- **DIRECTION**
Reproduce the items below, starting at the beginning of the items and ending at the line that contains "349,36,522,206". Keep every request and its format sample unchanged, scale each bounding-box coordinate in the answers by 1.8 and round it to a whole number with halves rounded up, and leave the pictures out.

[Excerpts from a detection dataset]
------------------------------------------------------------------------
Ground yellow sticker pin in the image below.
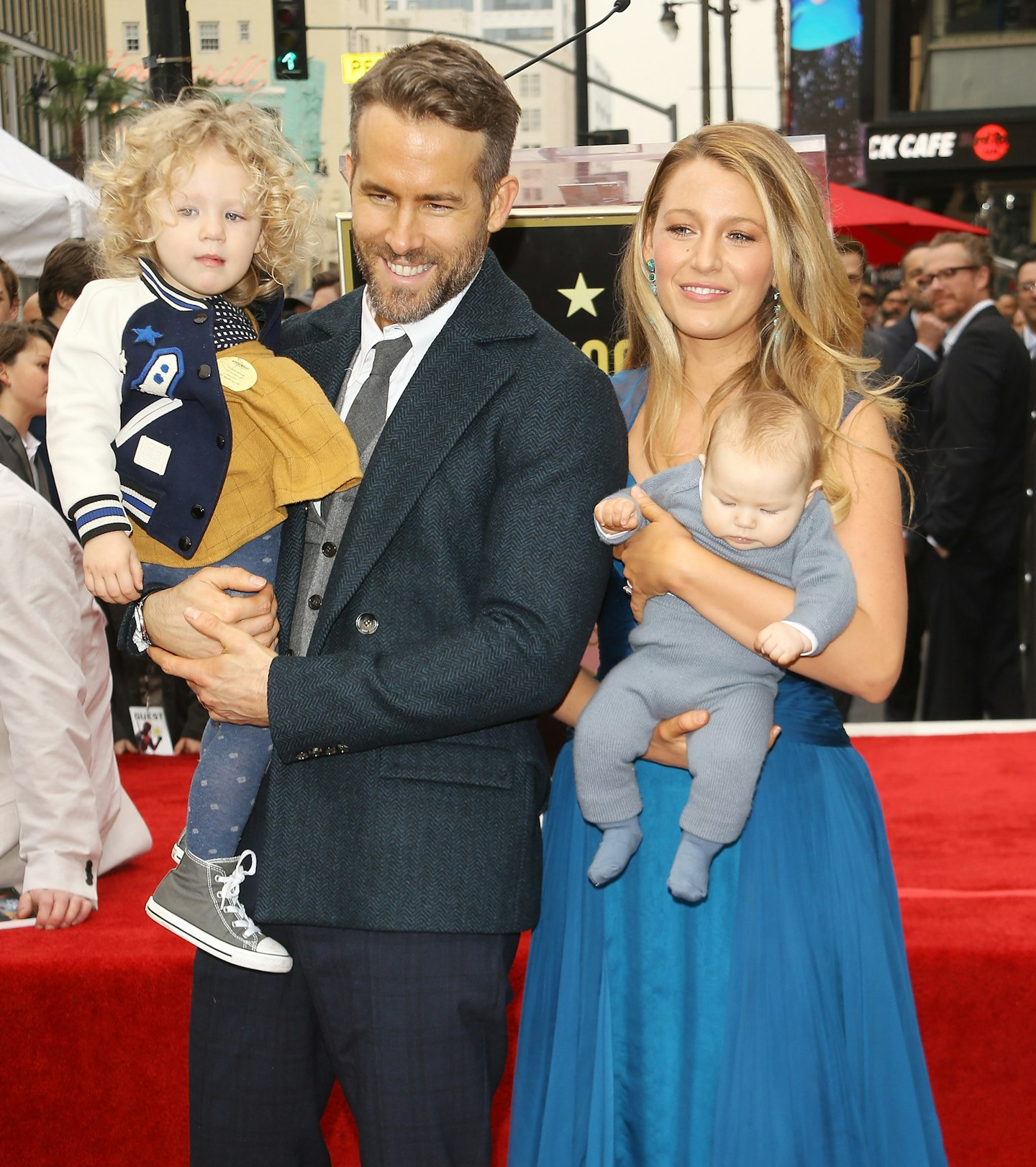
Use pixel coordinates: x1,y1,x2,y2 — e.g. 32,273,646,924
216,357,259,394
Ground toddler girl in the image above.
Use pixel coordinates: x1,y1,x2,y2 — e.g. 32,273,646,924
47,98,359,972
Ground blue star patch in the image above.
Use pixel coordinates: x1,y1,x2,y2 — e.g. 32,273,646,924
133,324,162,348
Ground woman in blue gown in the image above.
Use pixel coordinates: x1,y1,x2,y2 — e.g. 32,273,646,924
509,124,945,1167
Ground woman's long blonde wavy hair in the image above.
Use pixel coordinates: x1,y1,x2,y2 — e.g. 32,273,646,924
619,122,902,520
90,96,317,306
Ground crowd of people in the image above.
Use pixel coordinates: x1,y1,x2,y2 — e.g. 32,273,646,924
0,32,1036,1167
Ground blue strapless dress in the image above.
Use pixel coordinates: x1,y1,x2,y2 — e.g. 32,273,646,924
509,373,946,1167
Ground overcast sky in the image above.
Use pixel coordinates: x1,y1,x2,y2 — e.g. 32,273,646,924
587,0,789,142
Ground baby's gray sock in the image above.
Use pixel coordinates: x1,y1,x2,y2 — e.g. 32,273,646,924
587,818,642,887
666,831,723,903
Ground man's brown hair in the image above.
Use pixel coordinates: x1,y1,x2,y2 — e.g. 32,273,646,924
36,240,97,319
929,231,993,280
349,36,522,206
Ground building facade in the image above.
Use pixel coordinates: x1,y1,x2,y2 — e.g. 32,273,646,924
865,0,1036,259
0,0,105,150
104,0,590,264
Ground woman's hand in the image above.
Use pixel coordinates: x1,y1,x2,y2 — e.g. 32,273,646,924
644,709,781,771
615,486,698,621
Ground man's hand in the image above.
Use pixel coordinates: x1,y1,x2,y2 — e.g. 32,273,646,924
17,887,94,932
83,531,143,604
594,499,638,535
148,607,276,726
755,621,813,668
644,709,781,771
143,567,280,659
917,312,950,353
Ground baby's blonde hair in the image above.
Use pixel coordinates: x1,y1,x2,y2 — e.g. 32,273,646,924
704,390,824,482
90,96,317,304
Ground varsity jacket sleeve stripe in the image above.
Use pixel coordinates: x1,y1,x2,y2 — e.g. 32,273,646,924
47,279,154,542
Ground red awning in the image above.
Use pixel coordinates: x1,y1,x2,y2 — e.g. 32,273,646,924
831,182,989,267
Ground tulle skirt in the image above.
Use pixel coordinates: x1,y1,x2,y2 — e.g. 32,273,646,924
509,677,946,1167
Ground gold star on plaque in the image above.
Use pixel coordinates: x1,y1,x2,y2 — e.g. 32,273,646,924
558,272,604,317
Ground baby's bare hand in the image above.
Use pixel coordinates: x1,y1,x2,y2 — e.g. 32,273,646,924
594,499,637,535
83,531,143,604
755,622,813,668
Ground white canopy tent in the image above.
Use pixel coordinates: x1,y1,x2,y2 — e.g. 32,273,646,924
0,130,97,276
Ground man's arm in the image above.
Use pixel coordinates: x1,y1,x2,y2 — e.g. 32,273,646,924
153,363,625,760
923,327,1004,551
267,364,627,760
------------------------------------------------------------------------
- **ANSWER TO THE EXERCISE**
Ground yellow sticker pin in the image below.
Use pixel coordinates: x1,y1,x2,y2 — e.g. 32,273,646,924
389,643,466,709
Ground toddler girl in the image above.
Use pixel coordinates: x1,y1,x2,y2 — e.g. 32,273,646,924
85,176,646,1750
Ground blue star patch in the image above.
Use pixel coordinates: x1,y1,x2,y2 — e.g. 32,273,646,924
239,583,292,626
Ground woman in blue gown in the image above.
Use pixel coordinates: x1,y1,x2,y2 — e.g. 32,273,646,924
916,223,1701,2101
Ground woman's long blonde wavy hair in the image above.
Use pixel coordinates: x1,y1,x2,y2 — e.g. 32,273,646,924
1114,220,1624,936
162,173,571,551
Ground crowd of people in the image above.
Use pixel coordinates: x1,y1,x2,y2 — e.g. 32,273,646,924
0,58,1865,2101
Ground blue strapless dress in the image above.
Use pixel coordinates: x1,y1,x2,y2 — e.g. 32,273,646,924
916,671,1703,2101
Ground overcast sky in the image above.
Use pixel coordinates: x1,y1,x2,y2 — e.g. 32,273,646,924
1057,0,1420,256
Ground baby's gray sock in the image above.
Use pixel coordinates: x1,y1,x2,y2 — e.g. 32,273,646,924
1057,1472,1156,1597
1199,1496,1301,1625
Ground man's brown hair in the image above.
Use pixel coordinates: x1,y1,x2,y2 — e.g. 32,273,646,924
65,432,175,574
1672,416,1787,504
628,65,940,371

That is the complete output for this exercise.